◆ **Work to complete**
a: In the goal-of-the-season piece, which player finished off the Arsenal team move on Saturday afternoon?
b: Write out the stretch of the goal-of-the-season piece from "But was it that" through "over the top.", swapping "suppose" for "guess".
c: Resume the goal-of-the-season piece after its last sentence.

All this week’s radio, TV and paper talk has been about the contender for goal of the season which was scored in England over the weekend. To be honest, I didn’t think there were that many there to witness my stunning last minute game-clincher at TNF (Thursday Night Football), which involved me nut-megging the last defender before thundering a right-foot shot past the ‘keeper and in to the goal off the angle of post and cross bar. However, it transpires that the great British media were actually waxing lyrical about Jack Wilshire finishing off a glorious one-touch team effort for Arsenal on Saturday afternoon, not my third, and best, goal of the previous Thursday evening.
But was it that good a goal, really? It wasn’t a bad one, I suppose, but some people are already calling it one of the best goals ever scored. I think that is a just a little bit over the top – much like most of my efforts on goal are usually just a little bit over the top.
Anyway, what constitutes a great goal? Is it a mazy individual run, an easy on then eye pass and move team effort like Wilshire’s, or a thirty-yard thunderbolt that threatens to rip the net? Is it a greater goal if it enters the net directly or crashes off the bar or post first? It certainly looks more spectacular if it goes in off the woodwork, but does that in itself, make it a better goal? It is without doubt a subjective subject, if I can say that, and I therefore suspect that this will generate the largest volume of 5-4-Friday debate in history, until such time as I get round to writing the “5 fittest girls at the 1986 Bethel disco” 54F.

◆ **Data provided**
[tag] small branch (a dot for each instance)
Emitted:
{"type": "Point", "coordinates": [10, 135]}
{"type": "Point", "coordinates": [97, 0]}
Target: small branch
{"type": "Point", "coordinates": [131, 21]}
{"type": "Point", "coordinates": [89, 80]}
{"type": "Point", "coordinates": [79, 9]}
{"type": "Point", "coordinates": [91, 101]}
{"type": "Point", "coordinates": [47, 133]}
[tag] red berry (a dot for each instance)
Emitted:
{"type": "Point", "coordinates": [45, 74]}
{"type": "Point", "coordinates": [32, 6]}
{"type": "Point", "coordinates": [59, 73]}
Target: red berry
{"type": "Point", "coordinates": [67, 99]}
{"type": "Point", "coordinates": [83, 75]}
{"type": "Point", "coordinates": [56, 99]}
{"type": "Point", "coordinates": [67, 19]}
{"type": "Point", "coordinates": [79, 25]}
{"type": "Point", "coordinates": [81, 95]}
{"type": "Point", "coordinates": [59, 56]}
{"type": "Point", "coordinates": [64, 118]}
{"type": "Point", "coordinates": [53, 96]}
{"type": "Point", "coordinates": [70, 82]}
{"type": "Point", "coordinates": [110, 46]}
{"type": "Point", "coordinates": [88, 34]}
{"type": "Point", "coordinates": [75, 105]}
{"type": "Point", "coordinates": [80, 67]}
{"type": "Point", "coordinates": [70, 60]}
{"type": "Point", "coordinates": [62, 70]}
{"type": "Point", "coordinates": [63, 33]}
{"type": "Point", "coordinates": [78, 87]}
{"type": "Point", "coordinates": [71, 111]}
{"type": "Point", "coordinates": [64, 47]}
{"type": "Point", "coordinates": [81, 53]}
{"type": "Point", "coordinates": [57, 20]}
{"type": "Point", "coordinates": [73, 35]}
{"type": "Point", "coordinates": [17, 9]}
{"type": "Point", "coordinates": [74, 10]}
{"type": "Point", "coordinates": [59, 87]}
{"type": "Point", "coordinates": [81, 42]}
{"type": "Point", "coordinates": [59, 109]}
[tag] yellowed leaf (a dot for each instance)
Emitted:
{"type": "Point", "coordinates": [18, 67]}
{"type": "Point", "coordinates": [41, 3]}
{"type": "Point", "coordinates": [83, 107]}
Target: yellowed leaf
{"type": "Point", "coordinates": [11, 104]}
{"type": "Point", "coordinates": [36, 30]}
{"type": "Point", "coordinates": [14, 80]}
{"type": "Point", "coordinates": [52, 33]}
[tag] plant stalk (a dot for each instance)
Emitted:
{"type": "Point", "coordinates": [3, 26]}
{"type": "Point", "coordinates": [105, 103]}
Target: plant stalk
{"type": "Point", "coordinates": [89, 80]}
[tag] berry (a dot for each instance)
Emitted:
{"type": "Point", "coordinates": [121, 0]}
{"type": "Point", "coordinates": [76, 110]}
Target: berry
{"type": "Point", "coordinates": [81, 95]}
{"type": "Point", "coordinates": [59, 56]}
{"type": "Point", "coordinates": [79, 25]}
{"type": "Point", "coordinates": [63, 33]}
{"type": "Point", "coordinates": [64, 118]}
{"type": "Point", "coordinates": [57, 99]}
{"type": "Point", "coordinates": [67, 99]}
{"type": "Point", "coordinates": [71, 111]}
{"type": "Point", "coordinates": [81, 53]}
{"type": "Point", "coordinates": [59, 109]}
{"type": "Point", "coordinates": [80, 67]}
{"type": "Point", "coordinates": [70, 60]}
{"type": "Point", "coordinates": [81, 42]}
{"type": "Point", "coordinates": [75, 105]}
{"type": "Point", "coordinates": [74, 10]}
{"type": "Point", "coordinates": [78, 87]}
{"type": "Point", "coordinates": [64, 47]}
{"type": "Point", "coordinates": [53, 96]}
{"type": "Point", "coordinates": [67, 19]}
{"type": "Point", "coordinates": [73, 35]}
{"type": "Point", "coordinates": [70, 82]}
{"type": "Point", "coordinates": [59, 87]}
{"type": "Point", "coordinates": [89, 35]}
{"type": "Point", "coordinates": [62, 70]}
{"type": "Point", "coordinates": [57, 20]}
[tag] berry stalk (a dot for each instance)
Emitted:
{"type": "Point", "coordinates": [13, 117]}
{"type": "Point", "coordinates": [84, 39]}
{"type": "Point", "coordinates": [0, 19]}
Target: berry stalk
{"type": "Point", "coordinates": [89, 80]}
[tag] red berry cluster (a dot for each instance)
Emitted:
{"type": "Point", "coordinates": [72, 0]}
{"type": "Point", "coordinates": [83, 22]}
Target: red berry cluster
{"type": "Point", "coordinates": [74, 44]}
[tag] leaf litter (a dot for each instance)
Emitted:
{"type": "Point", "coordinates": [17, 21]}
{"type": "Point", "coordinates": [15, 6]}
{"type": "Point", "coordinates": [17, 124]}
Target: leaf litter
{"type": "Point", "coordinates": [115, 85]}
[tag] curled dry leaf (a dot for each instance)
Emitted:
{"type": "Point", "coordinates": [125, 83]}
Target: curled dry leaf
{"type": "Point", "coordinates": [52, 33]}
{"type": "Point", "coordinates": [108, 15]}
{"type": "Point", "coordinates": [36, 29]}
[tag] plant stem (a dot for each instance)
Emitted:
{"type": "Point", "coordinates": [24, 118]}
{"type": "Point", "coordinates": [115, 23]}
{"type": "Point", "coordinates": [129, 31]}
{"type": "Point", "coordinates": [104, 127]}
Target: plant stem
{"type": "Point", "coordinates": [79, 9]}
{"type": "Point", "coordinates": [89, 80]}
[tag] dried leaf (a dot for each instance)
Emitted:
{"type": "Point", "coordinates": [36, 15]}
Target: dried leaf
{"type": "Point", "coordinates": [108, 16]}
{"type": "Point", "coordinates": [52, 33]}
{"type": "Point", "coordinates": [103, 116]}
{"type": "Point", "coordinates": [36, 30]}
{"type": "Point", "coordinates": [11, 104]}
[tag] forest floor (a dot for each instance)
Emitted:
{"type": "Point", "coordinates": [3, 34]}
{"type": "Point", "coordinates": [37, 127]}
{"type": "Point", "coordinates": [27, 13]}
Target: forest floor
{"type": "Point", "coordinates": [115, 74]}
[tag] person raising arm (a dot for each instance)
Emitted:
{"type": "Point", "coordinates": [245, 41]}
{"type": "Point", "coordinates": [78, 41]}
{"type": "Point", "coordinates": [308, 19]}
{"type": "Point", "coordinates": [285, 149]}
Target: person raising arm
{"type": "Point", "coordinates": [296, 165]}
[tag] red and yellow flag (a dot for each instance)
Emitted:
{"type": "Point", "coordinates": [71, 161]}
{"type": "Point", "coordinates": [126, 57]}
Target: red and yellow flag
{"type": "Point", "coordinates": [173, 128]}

◆ **Answers provided**
a: Jack Wilshire

b:
But was it that good a goal, really? It wasn’t a bad one, I guess, but some people are already calling it one of the best goals ever scored. I think that is a just a little bit over the top – much like most of my efforts on goal are usually just a little bit over the top.

c:
Given that is so subjective, and that there are so many goals to choose from, I vowed to take no more than five minutes to choose the first five memorable goals that sprung to mind and stick with that list. It actually took me just two minutes to scribble down the five and, as soon as I had done it, I recalled at least another half dozen that could easily have made the list without even thinking too hard. In fact, whilst I was writing this on Monday evening, the boy Kasami from Fulham rattled in an absolute “worldy”, as Paul Merson would say, against Crystal Palace which could easily have been included.
Anyway, I’m going with my original five detailed below, as per my self-imposed rules. I have included Youtube links so that you may view them for yourselves. If you don’t agree with my choice, please feel free to leave your own favourite five as a comment on here or on the Facebook page. Or just sod off.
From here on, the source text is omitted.